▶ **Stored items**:
□ □ □ □ □ □ □

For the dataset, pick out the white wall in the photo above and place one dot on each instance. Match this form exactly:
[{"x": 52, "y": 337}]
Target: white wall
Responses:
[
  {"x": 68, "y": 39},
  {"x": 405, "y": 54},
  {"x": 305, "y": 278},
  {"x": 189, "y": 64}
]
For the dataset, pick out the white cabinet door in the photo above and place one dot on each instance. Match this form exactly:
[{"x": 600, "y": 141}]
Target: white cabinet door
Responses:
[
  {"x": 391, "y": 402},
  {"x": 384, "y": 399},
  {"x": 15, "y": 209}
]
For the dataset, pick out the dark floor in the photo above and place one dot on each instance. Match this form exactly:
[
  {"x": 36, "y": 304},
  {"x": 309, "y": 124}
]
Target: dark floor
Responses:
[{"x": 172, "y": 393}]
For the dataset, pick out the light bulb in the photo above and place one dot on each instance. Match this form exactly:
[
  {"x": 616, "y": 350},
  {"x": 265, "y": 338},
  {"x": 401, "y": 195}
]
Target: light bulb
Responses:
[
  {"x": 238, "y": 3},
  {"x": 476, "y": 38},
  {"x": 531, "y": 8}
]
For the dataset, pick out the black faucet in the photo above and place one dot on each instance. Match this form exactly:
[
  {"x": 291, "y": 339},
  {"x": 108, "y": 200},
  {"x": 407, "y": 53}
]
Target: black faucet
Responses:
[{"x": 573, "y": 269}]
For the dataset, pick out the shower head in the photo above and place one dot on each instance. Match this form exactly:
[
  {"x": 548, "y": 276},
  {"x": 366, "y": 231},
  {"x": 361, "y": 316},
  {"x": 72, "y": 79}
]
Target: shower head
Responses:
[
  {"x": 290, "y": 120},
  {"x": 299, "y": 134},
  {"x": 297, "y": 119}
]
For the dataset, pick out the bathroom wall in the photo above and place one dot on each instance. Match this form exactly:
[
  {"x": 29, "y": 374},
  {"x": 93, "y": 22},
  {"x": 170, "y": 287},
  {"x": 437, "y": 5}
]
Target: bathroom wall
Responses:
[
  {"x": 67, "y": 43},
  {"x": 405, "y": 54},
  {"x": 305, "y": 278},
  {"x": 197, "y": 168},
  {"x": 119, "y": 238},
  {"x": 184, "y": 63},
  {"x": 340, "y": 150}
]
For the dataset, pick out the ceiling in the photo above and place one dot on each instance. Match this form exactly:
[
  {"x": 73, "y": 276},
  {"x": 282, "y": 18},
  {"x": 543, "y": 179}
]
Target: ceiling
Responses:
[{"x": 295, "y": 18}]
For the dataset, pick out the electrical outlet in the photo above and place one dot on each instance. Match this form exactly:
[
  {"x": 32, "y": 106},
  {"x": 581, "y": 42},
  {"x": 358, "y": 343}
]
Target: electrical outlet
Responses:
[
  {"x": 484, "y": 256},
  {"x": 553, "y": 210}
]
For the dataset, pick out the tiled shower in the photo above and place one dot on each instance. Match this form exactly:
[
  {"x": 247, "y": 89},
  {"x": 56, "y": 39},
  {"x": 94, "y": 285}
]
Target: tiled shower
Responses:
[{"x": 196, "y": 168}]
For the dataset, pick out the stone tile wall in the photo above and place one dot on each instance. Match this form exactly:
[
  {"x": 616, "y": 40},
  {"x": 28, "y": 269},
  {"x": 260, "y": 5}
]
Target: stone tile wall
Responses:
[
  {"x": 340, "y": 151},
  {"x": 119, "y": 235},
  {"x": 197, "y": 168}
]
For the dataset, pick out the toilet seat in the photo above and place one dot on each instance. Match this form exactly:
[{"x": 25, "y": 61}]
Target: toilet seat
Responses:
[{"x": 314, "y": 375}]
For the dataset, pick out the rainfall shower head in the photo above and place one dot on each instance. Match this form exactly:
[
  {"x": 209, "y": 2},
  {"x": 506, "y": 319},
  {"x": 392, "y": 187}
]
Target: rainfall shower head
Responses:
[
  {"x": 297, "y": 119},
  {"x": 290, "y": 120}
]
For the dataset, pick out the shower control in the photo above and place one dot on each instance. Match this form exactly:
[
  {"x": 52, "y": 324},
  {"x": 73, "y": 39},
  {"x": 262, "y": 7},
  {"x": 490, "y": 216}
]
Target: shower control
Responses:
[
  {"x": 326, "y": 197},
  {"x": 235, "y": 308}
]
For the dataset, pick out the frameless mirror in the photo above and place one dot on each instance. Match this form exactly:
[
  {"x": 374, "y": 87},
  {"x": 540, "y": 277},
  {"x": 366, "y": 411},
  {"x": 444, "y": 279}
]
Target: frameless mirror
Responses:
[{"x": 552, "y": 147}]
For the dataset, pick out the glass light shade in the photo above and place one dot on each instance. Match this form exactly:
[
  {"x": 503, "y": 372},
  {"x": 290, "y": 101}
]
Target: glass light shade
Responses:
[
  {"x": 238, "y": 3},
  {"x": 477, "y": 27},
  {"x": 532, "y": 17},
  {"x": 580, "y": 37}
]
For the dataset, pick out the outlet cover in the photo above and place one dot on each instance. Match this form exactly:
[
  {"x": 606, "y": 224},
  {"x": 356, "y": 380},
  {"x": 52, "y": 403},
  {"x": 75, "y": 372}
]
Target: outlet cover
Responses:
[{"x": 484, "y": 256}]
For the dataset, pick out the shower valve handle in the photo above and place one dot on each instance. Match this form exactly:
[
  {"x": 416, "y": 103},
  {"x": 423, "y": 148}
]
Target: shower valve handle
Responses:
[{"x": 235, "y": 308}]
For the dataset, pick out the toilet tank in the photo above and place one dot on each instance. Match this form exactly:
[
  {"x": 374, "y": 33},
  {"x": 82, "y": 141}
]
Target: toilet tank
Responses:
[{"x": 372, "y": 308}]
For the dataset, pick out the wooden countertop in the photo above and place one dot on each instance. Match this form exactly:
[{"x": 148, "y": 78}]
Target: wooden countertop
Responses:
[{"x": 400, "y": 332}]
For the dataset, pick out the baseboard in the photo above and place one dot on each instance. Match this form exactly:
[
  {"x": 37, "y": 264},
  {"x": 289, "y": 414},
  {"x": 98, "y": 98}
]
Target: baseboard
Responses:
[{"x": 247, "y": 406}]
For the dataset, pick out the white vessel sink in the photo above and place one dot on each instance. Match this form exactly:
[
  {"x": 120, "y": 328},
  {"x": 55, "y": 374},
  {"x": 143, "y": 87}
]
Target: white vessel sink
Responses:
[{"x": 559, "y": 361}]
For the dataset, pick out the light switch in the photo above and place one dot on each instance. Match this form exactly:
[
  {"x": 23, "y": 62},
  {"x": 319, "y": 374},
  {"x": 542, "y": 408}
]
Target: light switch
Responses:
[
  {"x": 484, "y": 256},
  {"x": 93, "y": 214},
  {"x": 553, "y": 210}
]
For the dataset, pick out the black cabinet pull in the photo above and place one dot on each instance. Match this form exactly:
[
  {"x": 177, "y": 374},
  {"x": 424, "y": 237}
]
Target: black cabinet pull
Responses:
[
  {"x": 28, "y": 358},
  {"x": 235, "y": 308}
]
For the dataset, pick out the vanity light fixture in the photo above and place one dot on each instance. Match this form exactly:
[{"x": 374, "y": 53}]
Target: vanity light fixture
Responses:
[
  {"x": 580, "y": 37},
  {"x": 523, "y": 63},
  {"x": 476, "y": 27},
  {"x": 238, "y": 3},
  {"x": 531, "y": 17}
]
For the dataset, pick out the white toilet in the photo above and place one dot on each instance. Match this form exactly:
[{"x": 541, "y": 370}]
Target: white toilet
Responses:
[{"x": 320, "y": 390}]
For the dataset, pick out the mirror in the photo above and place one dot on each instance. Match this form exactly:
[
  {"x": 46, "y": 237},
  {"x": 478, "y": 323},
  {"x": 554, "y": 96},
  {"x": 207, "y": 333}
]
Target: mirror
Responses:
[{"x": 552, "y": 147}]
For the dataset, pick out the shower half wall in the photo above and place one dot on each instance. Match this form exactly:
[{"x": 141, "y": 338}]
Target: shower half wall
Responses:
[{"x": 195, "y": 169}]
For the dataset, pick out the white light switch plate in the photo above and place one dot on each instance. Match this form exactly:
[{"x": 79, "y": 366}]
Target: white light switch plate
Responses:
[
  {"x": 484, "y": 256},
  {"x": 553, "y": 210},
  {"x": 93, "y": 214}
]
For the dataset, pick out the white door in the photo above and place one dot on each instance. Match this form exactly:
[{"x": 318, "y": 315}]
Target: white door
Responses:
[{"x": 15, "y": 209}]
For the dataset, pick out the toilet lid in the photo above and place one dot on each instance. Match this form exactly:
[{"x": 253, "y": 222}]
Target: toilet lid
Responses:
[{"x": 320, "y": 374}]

□ □ □ □ □ □ □

▶ **Exercise description**:
Using the data above, reproduce exactly the lines from the line that contains "Target: white cabinet door" through the line that contains "Target: dark floor", including both.

▶ **Worked solution**:
Target: white cabinet door
Responses:
[
  {"x": 391, "y": 402},
  {"x": 384, "y": 399},
  {"x": 15, "y": 209}
]
For the dataset, pick out the dark floor in the photo above and place one dot on each instance. Match this form exactly:
[
  {"x": 36, "y": 304},
  {"x": 309, "y": 124}
]
Target: dark floor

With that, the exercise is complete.